>> BEGIN

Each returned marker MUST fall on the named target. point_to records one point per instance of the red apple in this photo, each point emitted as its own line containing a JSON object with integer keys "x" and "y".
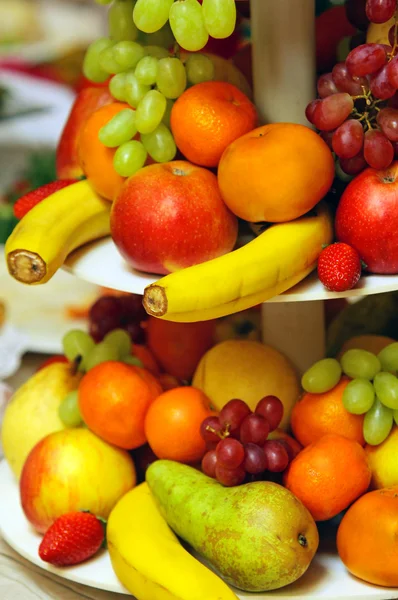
{"x": 73, "y": 470}
{"x": 170, "y": 216}
{"x": 87, "y": 102}
{"x": 367, "y": 218}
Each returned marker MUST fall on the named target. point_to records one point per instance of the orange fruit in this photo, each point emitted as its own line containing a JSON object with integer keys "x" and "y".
{"x": 275, "y": 173}
{"x": 329, "y": 475}
{"x": 367, "y": 539}
{"x": 96, "y": 160}
{"x": 207, "y": 118}
{"x": 172, "y": 424}
{"x": 114, "y": 399}
{"x": 315, "y": 415}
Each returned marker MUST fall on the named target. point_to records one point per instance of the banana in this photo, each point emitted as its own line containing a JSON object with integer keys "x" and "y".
{"x": 52, "y": 229}
{"x": 149, "y": 560}
{"x": 267, "y": 266}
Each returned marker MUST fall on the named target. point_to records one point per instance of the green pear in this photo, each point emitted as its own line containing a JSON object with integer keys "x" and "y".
{"x": 33, "y": 412}
{"x": 257, "y": 536}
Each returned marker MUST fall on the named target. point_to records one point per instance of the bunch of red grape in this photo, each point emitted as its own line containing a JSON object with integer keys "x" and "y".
{"x": 357, "y": 108}
{"x": 237, "y": 442}
{"x": 118, "y": 312}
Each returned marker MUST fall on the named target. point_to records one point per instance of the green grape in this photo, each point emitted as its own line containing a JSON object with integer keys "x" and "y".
{"x": 322, "y": 376}
{"x": 129, "y": 158}
{"x": 188, "y": 26}
{"x": 219, "y": 17}
{"x": 172, "y": 77}
{"x": 135, "y": 91}
{"x": 199, "y": 68}
{"x": 121, "y": 23}
{"x": 167, "y": 115}
{"x": 102, "y": 352}
{"x": 360, "y": 364}
{"x": 386, "y": 386}
{"x": 120, "y": 129}
{"x": 121, "y": 340}
{"x": 69, "y": 412}
{"x": 128, "y": 54}
{"x": 117, "y": 86}
{"x": 388, "y": 357}
{"x": 108, "y": 62}
{"x": 156, "y": 52}
{"x": 91, "y": 64}
{"x": 160, "y": 144}
{"x": 77, "y": 345}
{"x": 132, "y": 360}
{"x": 147, "y": 69}
{"x": 358, "y": 396}
{"x": 150, "y": 111}
{"x": 377, "y": 424}
{"x": 151, "y": 15}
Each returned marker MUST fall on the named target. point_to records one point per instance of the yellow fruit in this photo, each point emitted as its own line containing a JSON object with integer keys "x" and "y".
{"x": 371, "y": 343}
{"x": 33, "y": 412}
{"x": 249, "y": 371}
{"x": 383, "y": 462}
{"x": 148, "y": 558}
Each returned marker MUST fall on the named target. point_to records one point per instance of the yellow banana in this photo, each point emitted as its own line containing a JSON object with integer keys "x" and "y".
{"x": 272, "y": 263}
{"x": 52, "y": 229}
{"x": 149, "y": 560}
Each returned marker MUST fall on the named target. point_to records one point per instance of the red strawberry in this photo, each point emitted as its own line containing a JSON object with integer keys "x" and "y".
{"x": 29, "y": 200}
{"x": 72, "y": 539}
{"x": 339, "y": 267}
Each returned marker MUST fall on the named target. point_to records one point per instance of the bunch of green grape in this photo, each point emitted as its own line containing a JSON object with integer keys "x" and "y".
{"x": 192, "y": 21}
{"x": 372, "y": 391}
{"x": 149, "y": 79}
{"x": 81, "y": 350}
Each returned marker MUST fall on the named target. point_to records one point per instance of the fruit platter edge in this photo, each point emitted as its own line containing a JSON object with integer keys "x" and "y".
{"x": 100, "y": 263}
{"x": 326, "y": 577}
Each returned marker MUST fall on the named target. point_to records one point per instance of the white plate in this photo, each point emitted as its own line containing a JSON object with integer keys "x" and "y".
{"x": 102, "y": 264}
{"x": 326, "y": 578}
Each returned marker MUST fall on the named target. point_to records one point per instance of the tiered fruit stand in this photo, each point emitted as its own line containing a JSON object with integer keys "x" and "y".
{"x": 284, "y": 76}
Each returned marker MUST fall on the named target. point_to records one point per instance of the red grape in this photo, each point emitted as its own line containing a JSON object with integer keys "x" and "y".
{"x": 346, "y": 83}
{"x": 277, "y": 456}
{"x": 366, "y": 59}
{"x": 332, "y": 111}
{"x": 380, "y": 85}
{"x": 230, "y": 453}
{"x": 232, "y": 414}
{"x": 348, "y": 139}
{"x": 255, "y": 461}
{"x": 211, "y": 436}
{"x": 387, "y": 120}
{"x": 378, "y": 150}
{"x": 271, "y": 408}
{"x": 380, "y": 11}
{"x": 230, "y": 477}
{"x": 326, "y": 86}
{"x": 209, "y": 464}
{"x": 353, "y": 166}
{"x": 254, "y": 429}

>> END

■ **Requirements**
Reproduce exactly the line that holds "the red strawberry", then every line after it, ending with the final line of the records above.

■ **Task solution**
Each returned marker MUST fall on the named target. point_to records one point per instance of the red strawberry in this photo, each point emitted as its own line containing a JSON object with integer keys "x" and "y".
{"x": 29, "y": 200}
{"x": 72, "y": 539}
{"x": 339, "y": 267}
Each returned marker MUST fall on the named target. point_to records one point per instance of the bunch of green grape in this photo, each point emitted as its own line containing a JSON object with integer keys "x" and "y".
{"x": 192, "y": 21}
{"x": 372, "y": 391}
{"x": 149, "y": 79}
{"x": 81, "y": 350}
Each returned marker MUST fall on the named target. point_to records one point per instance of the fruit platter edge in this photo, each point emitted as its own line containing a JSON object with integer keys "x" and "y".
{"x": 100, "y": 263}
{"x": 326, "y": 577}
Each returned marker MUST fall on the named target. point_to records one point per instance of the white plate in this photo, each point emitted as its own line containing a JSON object with integer keys "x" and "y".
{"x": 102, "y": 264}
{"x": 326, "y": 578}
Each returned marker MUST fall on the named target. point_to records one point per instance of the tiered fruit stand in this photo, each point emitted as its own line containing a JSON object with integer keys "x" and "y".
{"x": 284, "y": 76}
Each returned marker MUST fall on the named target. point_to records one point per instance of the red grape in this photo, each point emitted as its own line containing a JSON object with integer keys "x" and "y".
{"x": 346, "y": 83}
{"x": 277, "y": 456}
{"x": 366, "y": 59}
{"x": 332, "y": 111}
{"x": 380, "y": 85}
{"x": 230, "y": 453}
{"x": 232, "y": 414}
{"x": 348, "y": 139}
{"x": 255, "y": 461}
{"x": 211, "y": 436}
{"x": 387, "y": 120}
{"x": 378, "y": 150}
{"x": 271, "y": 408}
{"x": 380, "y": 11}
{"x": 230, "y": 477}
{"x": 326, "y": 86}
{"x": 209, "y": 464}
{"x": 353, "y": 166}
{"x": 254, "y": 429}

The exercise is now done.